◆ Supplied passage:
>>>>>
The author is trying to create a bootable CD with the original Quake game that supports soundcard and mouse functionality. The author of the blog post is trying to create a bootable CD with the original Quake game on it that supports soundcards and mice, so that they can play the game at LAN parties without having to worry about setting up the operating system or dealing with any issues related to the game.
The writer is experiencing hostility from their parents due to their online writing, specifically their weblog, and is finding it difficult to write normally as a result. The writer is upset that their parents are reading and misinterpreting their blog posts, leading to incorrect assumptions about their intentions.
The writer is worried about something someone said to them and is trying to figure it out by writing it down and hoping to understand it better by morning. The author is worried about something someone said to them and is trying to figure it out by going to sleep and thinking about it overnight.
<<<<<
◆ Supplied records:
>>>>>
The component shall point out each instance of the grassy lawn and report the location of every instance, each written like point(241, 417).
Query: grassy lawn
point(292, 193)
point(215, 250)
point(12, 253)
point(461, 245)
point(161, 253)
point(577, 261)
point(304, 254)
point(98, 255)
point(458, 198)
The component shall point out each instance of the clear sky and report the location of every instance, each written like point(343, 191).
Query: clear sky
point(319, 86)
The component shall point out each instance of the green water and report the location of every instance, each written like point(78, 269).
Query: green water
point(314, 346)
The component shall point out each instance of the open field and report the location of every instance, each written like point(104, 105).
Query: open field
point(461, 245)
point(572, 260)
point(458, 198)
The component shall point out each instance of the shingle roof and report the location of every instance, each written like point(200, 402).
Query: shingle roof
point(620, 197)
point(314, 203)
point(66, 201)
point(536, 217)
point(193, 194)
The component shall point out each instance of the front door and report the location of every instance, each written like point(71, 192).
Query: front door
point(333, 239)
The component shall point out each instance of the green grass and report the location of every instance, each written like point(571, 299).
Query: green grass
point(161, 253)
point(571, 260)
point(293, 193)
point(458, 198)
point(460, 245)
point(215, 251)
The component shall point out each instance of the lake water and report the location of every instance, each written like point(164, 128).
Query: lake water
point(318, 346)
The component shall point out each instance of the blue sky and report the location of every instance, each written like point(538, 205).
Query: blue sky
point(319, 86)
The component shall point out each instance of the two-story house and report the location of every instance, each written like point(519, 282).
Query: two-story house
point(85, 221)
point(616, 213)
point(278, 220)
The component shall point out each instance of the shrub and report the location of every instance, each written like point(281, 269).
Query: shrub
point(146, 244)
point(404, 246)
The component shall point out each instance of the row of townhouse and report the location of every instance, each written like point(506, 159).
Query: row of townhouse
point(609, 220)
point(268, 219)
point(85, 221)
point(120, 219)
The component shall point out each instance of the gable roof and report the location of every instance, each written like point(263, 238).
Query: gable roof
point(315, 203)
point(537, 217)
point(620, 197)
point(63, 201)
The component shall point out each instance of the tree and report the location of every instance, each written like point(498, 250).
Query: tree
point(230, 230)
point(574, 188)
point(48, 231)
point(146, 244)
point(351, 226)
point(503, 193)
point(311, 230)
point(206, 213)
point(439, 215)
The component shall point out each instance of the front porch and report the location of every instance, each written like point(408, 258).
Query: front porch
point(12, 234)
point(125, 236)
<<<<<
◆ Exercise A: List each distinct phrase that the blog-summary passage uses as the subject of a sentence to refer to the person whose situation it describes.
◆ Exercise B: From the blog-summary passage, reproduce the portion starting at "The writer is experiencing" and ending at "about it overnight.".

◆ Written solution A:
- The author
- The author of the blog post
- The writer

◆ Written solution B:
The writer is experiencing hostility from their parents due to their online writing, specifically their weblog, and is finding it difficult to write normally as a result. The writer is upset that their parents are reading and misinterpreting their blog posts, leading to incorrect assumptions about their intentions.
The writer is worried about something someone said to them and is trying to figure it out by writing it down and hoping to understand it better by morning. The author is worried about something someone said to them and is trying to figure it out by going to sleep and thinking about it overnight.